Required work —
Repeat the lines below exactly as written, please, from the line with "form | each point like <point>98,92</point>" to the line with "wanted | a pin on every instance of the woman's chin", both lines included, and no others.

Dataset excerpts
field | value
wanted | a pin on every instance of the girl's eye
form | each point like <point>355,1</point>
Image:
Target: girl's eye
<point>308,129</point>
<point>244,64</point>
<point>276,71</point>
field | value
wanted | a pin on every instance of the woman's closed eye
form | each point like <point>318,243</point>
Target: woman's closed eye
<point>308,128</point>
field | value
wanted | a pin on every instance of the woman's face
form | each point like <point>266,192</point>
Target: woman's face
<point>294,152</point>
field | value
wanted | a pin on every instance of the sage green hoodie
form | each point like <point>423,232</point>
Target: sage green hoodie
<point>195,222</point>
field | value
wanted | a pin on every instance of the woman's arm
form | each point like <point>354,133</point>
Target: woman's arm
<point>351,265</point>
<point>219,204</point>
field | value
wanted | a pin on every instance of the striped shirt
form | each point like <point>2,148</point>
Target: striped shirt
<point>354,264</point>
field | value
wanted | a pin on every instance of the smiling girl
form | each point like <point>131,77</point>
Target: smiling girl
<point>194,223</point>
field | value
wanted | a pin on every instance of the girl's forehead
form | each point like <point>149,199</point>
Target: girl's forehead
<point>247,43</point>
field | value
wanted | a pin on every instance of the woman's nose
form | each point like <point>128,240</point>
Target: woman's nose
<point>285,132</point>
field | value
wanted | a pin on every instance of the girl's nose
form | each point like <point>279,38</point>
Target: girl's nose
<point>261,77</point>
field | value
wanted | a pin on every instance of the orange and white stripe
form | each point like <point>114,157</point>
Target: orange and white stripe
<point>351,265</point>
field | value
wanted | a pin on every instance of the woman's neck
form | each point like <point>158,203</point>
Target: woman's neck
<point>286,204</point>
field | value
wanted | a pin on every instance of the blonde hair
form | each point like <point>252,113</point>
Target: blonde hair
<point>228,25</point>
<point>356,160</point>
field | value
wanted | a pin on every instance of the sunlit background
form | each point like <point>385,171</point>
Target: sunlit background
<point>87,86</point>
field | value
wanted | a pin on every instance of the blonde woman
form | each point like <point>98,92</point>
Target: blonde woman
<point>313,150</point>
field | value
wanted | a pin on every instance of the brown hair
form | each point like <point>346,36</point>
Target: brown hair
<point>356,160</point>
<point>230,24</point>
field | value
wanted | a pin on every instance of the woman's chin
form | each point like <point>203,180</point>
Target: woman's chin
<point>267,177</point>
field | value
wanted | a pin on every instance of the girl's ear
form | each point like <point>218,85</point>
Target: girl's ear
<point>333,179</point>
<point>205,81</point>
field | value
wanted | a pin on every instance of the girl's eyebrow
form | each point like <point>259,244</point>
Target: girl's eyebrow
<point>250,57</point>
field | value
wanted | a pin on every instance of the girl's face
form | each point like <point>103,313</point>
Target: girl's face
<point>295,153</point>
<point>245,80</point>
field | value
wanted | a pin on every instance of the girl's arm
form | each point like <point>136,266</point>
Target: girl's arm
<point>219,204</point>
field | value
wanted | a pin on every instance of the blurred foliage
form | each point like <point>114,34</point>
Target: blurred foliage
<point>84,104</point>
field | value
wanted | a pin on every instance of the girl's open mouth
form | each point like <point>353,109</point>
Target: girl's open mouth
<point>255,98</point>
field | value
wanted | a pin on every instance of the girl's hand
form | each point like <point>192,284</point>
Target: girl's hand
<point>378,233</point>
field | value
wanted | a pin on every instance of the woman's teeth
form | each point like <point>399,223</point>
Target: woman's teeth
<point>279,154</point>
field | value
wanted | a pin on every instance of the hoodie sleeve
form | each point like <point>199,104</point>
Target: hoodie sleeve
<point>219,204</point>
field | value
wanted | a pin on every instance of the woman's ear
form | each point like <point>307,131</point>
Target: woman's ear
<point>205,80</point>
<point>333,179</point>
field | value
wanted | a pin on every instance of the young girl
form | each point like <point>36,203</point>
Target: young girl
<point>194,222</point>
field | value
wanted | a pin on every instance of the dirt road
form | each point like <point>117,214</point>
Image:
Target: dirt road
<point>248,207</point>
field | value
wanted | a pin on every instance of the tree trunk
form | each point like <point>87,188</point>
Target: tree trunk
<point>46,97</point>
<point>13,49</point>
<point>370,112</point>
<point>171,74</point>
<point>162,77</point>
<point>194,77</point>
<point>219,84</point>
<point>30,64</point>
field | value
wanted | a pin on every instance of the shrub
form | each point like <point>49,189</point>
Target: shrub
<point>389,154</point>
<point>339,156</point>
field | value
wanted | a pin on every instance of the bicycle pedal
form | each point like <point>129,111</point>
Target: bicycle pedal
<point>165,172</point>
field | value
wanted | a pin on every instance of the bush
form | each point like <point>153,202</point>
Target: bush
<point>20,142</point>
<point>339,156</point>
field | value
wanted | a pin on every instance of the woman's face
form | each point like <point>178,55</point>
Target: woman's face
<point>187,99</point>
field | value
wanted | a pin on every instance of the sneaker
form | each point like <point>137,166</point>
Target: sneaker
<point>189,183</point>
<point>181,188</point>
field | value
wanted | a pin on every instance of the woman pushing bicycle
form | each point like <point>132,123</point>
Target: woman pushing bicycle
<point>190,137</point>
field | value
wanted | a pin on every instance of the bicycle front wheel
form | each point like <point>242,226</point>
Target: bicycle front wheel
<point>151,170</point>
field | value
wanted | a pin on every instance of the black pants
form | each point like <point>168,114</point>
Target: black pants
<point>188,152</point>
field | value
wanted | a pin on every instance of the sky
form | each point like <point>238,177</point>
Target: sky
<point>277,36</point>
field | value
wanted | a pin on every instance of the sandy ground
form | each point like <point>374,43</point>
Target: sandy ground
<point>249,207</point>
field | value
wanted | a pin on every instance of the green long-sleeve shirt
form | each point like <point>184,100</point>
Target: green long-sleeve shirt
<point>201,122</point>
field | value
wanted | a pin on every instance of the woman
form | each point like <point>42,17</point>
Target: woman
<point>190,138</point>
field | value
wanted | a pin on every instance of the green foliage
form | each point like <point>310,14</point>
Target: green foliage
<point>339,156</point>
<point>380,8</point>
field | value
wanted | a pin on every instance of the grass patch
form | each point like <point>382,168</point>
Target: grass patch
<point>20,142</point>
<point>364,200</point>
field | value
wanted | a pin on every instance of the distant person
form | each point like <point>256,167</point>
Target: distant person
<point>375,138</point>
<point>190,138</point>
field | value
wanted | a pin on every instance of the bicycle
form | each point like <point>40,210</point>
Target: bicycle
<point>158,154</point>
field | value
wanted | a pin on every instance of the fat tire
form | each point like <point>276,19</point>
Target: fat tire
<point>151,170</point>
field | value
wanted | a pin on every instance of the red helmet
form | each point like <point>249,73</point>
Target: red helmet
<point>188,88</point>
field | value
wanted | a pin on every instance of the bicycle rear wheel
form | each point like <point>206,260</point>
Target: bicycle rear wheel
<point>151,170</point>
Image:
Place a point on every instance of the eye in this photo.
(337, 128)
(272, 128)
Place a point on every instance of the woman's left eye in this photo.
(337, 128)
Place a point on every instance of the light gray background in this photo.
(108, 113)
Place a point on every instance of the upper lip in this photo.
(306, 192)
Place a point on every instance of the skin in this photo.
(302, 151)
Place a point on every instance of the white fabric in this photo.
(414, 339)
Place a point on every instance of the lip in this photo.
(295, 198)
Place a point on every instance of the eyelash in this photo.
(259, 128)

Task solution —
form | each point like <point>98,92</point>
Target: blonde woman
<point>313,150</point>
field | value
wanted | a pin on every instance of the brown hair
form | each point like <point>346,36</point>
Target: brown hair
<point>356,160</point>
<point>230,24</point>
field | value
wanted | a pin on every instance of the woman's chin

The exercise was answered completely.